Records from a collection
------------------------------
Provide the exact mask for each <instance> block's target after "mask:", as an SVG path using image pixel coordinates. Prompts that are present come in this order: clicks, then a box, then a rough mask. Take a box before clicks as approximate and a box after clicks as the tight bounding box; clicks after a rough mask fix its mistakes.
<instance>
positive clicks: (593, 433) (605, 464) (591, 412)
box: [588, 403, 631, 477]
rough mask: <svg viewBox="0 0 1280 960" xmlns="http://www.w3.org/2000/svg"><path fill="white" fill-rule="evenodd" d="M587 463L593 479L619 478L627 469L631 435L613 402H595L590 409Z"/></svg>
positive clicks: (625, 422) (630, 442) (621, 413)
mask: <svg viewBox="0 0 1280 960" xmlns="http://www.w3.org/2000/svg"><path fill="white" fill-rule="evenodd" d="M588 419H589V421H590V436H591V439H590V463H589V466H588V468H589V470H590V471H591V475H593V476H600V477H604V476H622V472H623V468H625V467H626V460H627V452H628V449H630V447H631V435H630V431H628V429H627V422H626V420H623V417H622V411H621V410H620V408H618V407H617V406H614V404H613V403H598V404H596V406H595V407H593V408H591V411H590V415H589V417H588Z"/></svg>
------------------------------
* **ACTIVITY**: Reproduce each entry exactly, leaving out nothing.

* **SOLUTION**:
Provide the exact mask for each <instance> block's target after "mask:", as an SVG path using image pixel coordinates. Prompts that are present come in this order: clicks, then a box, then a rough mask. Take a box before clicks as approximate and a box after clicks as the tight bounding box; clicks after a rough mask fix its mistakes.
<instance>
positive clicks: (593, 433) (605, 464) (591, 412)
box: [588, 403, 631, 477]
rough mask: <svg viewBox="0 0 1280 960" xmlns="http://www.w3.org/2000/svg"><path fill="white" fill-rule="evenodd" d="M587 463L593 479L619 478L627 469L631 435L613 402H595L590 409Z"/></svg>
positive clicks: (625, 422) (630, 442) (621, 413)
mask: <svg viewBox="0 0 1280 960" xmlns="http://www.w3.org/2000/svg"><path fill="white" fill-rule="evenodd" d="M588 419H589V421H590V436H591V439H590V463H589V466H588V468H589V470H590V471H591V475H593V476H600V477H604V476H622V472H623V468H625V467H626V460H627V452H628V449H630V447H631V435H630V431H628V429H627V422H626V420H623V417H622V411H621V410H620V408H618V407H617V406H614V404H613V403H598V404H596V406H595V407H593V408H591V411H590V415H589V417H588Z"/></svg>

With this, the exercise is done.